*DOCUMENT TEXT*.
-*-

Often Used Engineering Statistical Tool Could Boost Genomic Research Effectiveness

So why isn’t Design of Experiments, an often used tool in engineering product development, being used more often in the area of genomics?  The following article suggests that “biologists and math usually don’t mix”.   In my opinion this is where an opportunity exists to differentiate and define the B.S.  Biomedical Engineer.  However, there is a catch.  Most B.S. Biomedical Engineers it is rare to find more than the most basic statistical course in the Biomedical Engineering curriculum.

Used much more often in industry than it is taught in depth in engineering curricula Design of Experiments was a concept introduced by Fisher in 1935.  I was introduced to the subject as a Principal Product Development Engineer at the Hospital Products Division ( now Hospira ) about 17 years ago.  I have to admit I felt like I had been severely short changed in my statistics education when I saw its potential.

Basically Design of Experiments is a structured process that applies standard statistics and factorial statistical design to find the optimal combination and magnitude of multiple previously identified factors that impact an important measurable aspect of a product.   If any of this is foreign to you or sounds  complicated well it probably is.  The good news is that there are a number of software packages that are available to help out with the process.  Once you learn about its power you get motivated to find ways to use it.  It is best used with a good understanding of statistics under your belt or under the watchful eye of a statistician.

-*-

*LISTED RECORDS*.
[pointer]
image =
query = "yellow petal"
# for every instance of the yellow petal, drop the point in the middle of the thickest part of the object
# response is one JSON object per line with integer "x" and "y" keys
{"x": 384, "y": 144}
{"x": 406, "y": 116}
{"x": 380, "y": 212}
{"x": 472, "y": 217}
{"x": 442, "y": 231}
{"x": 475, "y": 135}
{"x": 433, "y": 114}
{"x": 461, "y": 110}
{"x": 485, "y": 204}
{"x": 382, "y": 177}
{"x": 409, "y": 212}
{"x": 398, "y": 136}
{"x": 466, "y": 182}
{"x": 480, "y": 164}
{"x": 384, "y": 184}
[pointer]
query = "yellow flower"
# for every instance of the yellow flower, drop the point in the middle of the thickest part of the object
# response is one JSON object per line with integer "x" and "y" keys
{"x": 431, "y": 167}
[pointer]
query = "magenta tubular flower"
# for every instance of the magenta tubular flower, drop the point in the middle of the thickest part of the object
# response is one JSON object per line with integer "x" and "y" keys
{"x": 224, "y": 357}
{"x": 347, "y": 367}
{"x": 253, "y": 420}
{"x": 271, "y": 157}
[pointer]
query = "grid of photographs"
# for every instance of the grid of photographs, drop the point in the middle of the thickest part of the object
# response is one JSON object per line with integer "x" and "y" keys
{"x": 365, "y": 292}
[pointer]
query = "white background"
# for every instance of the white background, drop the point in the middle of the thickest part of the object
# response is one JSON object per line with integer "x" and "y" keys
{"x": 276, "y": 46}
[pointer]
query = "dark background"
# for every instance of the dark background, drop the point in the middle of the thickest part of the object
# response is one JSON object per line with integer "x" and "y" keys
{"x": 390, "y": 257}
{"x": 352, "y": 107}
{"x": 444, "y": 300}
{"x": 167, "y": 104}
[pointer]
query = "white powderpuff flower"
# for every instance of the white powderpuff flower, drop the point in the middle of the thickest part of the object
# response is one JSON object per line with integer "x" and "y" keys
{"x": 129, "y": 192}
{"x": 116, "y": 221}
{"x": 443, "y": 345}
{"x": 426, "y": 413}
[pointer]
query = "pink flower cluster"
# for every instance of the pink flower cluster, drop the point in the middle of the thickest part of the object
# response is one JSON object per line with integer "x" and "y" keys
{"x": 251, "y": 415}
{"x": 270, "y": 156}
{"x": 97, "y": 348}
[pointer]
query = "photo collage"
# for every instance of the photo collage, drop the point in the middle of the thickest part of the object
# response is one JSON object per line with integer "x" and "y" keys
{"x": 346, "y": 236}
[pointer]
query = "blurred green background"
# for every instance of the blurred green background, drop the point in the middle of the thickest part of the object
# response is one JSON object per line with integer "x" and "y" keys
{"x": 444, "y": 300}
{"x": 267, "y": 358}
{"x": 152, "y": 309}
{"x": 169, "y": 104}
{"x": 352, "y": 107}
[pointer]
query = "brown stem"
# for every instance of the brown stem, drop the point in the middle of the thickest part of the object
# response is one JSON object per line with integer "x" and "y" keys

-*-

*CHECK YOUR UNDERSTANDING*.
1. List every person and organization named in the post on Design of Experiments in genomic research.
2. Answer these from the post on Design of Experiments in genomic research:
(a) Who introduced Design of Experiments, and in what year?
(b) What job title did the writer hold when first introduced to the subject?
(c) What does the post say is available to help with the process?
3. Extend the post on Design of Experiments in genomic research with a few more paragraphs, starting after its last sentence.

*TASK-BY-TASK ANSWERS*.
1.
- Fisher
- Hospital Products Division
- Hospira

2.
(a) Fisher, in 1935.
(b) Principal Product Development Engineer.
(c) A number of software packages.

3.
The following editorial article from Nature Methods demonstrates how even though the biological community knows that statistical approaches are important to genomics there is still a bottle neck in applying them effectively.  It also demonstrates how the biotechnology industry has been effected by the aversion or ignorance of this particular technique. The good news is that things do appear to be changing.  It is interesting to note that Charlie Carter, a biochemist, picked up on DoE from his dad a quality control engineer.

In the medical device field I believe it should be the Biomedical Engineer that should be actively leading the charge to apply this technique.   Any BME’s working in the genomics field who does not have this technique in their armamentarium should get familiar with it tout suite.  Biomedical Engineering Technologists should also be aware of this approach as they will often be tasked with performing the laboratory or field experiments and will be able to perform more effectively if they know what they are doing and why.  They will also be more effective at providing feedback and participating actively in the process.